### GIVEN INSTRUCTION 1
Pick out each line of the records that contains the string "metal". Treat the match as case-sensitive.

I'll start this party! For some reason, I felt like trying my hand at golf tonight. What you guys do is hard... If there's one thing I don't see any of on this site, it's SDL. I may have just found out why. This particular snippet complies with both SDL2 and SDL1.2, but is atrocious. Called like f("imagename.bmp", xcoord, ycoord, max_length);. It saves a file with the same name as given in the arguments. Output seems to be very similar to the OP's code snippet, but "fuzzier." I may try to fix this up a bit later.

#include"SDL.h"
f(char*C,x,y,m){SDL_Surface*P=SDL_LoadBMP(C);int p=P->pitch,i=P->format->BytesPerPixel,q=0;double X=x,Y=y,f=255,R,G,B,h;Uint8*Q,d=1,r,g,b,k;while(d){Q=P->pixels+y*p+i*x;SDL_GetRGB(i==4?*(Uint32*)Q:i==3?SDL_BYTEORDER==4321?*Q<<16|Q[1]<<8|Q[2]:*Q|Q[1]<<8|Q[2]<<16:i==2?*(Uint16*)Q:*Q,P->format,&r,&g,&b);R=r/f;G=g/f;B=b/f;h=atan2(sqrt(3)*(G-B),2*R-G-B);for(k=0;k<i;k++)Q[k]=0;X+=cos(h);Y-=sin(h);if((int)X-x|(int)Y-y)q++;x=X;y=Y;d=x<0|x>=P->w|y<0|y>=P->h|q>=m?0:1;}SDL_SaveBMP(P,C);SDL_FreeSurface(P);}

Here it is all unraveled:

#include"SDL.h"

### RECORDS SUPPLIED
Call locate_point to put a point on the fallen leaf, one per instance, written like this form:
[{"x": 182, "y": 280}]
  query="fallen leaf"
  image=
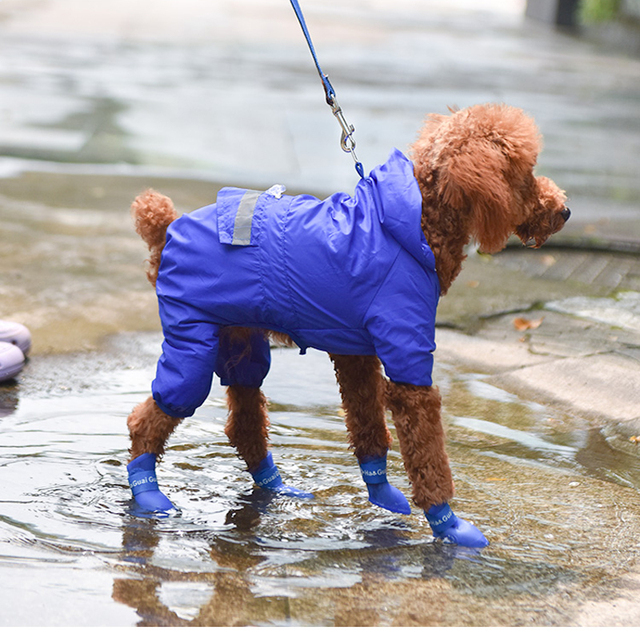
[
  {"x": 548, "y": 260},
  {"x": 521, "y": 324}
]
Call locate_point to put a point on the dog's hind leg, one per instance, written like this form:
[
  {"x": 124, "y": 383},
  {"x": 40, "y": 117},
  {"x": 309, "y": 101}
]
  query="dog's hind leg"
[
  {"x": 416, "y": 413},
  {"x": 149, "y": 429},
  {"x": 248, "y": 431},
  {"x": 363, "y": 399},
  {"x": 248, "y": 424}
]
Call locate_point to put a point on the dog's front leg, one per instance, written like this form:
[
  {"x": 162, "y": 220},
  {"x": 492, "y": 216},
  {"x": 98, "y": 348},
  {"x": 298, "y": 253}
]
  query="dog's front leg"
[
  {"x": 149, "y": 429},
  {"x": 363, "y": 388},
  {"x": 416, "y": 412},
  {"x": 248, "y": 431}
]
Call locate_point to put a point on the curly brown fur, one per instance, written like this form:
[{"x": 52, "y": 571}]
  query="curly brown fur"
[
  {"x": 362, "y": 389},
  {"x": 416, "y": 414},
  {"x": 152, "y": 214},
  {"x": 475, "y": 172},
  {"x": 149, "y": 429},
  {"x": 248, "y": 423}
]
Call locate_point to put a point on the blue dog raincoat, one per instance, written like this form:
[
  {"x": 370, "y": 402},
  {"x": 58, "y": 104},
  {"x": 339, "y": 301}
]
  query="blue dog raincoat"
[{"x": 346, "y": 275}]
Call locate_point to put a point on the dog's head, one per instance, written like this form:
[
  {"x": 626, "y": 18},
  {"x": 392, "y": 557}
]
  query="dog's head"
[{"x": 480, "y": 162}]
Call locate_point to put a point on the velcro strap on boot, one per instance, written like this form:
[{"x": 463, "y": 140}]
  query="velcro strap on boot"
[
  {"x": 374, "y": 470},
  {"x": 143, "y": 481},
  {"x": 269, "y": 476},
  {"x": 440, "y": 517}
]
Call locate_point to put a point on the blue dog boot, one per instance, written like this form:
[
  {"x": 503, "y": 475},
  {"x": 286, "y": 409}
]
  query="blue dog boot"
[
  {"x": 267, "y": 477},
  {"x": 381, "y": 493},
  {"x": 451, "y": 529},
  {"x": 144, "y": 484}
]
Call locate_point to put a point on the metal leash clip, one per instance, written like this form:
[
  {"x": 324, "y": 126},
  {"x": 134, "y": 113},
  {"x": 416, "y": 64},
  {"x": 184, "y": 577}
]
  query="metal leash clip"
[{"x": 347, "y": 142}]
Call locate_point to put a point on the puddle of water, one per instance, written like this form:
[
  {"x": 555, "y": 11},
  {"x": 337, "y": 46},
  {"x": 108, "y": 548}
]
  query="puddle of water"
[{"x": 235, "y": 555}]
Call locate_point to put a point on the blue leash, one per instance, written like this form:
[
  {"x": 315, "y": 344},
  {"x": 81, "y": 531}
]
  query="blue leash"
[{"x": 347, "y": 143}]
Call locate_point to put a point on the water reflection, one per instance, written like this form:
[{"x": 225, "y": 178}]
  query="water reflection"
[{"x": 233, "y": 554}]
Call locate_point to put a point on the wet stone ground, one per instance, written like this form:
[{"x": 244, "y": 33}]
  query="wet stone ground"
[
  {"x": 558, "y": 503},
  {"x": 98, "y": 106}
]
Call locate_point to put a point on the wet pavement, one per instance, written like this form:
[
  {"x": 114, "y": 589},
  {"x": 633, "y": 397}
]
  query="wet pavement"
[{"x": 99, "y": 103}]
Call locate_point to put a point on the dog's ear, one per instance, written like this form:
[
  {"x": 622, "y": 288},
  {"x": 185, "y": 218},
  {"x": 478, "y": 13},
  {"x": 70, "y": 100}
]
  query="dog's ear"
[{"x": 476, "y": 180}]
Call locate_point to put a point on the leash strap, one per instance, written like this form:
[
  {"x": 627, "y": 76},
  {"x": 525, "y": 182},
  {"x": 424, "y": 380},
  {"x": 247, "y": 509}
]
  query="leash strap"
[{"x": 347, "y": 143}]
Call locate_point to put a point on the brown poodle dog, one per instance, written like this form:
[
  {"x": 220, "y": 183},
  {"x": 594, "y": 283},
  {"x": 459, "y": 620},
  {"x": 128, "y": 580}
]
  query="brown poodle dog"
[{"x": 469, "y": 177}]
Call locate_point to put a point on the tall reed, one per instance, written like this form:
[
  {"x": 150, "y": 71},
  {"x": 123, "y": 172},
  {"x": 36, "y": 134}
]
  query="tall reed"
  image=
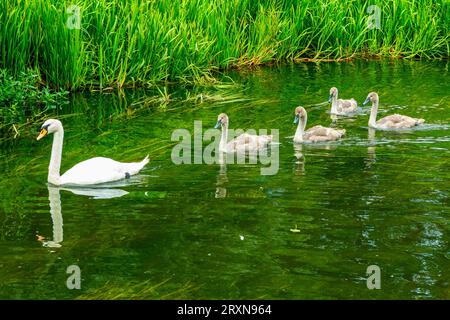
[{"x": 139, "y": 42}]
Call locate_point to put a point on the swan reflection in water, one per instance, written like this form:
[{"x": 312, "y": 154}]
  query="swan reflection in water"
[
  {"x": 300, "y": 162},
  {"x": 221, "y": 190},
  {"x": 56, "y": 212}
]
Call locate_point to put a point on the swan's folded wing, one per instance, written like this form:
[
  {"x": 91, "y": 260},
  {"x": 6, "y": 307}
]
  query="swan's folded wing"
[
  {"x": 94, "y": 171},
  {"x": 347, "y": 105}
]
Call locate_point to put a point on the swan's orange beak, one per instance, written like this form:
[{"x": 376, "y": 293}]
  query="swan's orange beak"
[{"x": 42, "y": 134}]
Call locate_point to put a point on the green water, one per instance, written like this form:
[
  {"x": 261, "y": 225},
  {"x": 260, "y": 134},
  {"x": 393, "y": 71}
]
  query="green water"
[{"x": 211, "y": 231}]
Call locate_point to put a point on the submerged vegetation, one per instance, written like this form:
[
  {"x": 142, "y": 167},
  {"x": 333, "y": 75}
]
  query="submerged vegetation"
[{"x": 84, "y": 44}]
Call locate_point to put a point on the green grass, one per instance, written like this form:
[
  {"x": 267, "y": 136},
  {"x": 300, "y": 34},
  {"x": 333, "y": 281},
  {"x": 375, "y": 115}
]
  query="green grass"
[
  {"x": 141, "y": 43},
  {"x": 23, "y": 99}
]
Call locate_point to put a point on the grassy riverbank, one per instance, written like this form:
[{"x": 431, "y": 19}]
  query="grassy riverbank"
[{"x": 145, "y": 42}]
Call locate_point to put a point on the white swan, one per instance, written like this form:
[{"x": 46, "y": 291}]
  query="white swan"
[
  {"x": 314, "y": 134},
  {"x": 243, "y": 143},
  {"x": 92, "y": 171},
  {"x": 341, "y": 106},
  {"x": 395, "y": 121}
]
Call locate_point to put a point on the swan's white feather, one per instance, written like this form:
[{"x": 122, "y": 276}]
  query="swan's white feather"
[{"x": 100, "y": 170}]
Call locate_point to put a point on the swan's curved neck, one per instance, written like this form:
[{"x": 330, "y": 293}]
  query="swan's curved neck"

### GIVEN INSTRUCTION 2
Name every SDL library function that the golfed code in the SDL golf post calls.

### WRITTEN RESPONSE 1
Call locate_point to put a point on the metal leash clip, one per instance, written like this form:
  query="metal leash clip"

### WRITTEN RESPONSE 2
SDL_LoadBMP, SDL_GetRGB, SDL_SaveBMP, SDL_FreeSurface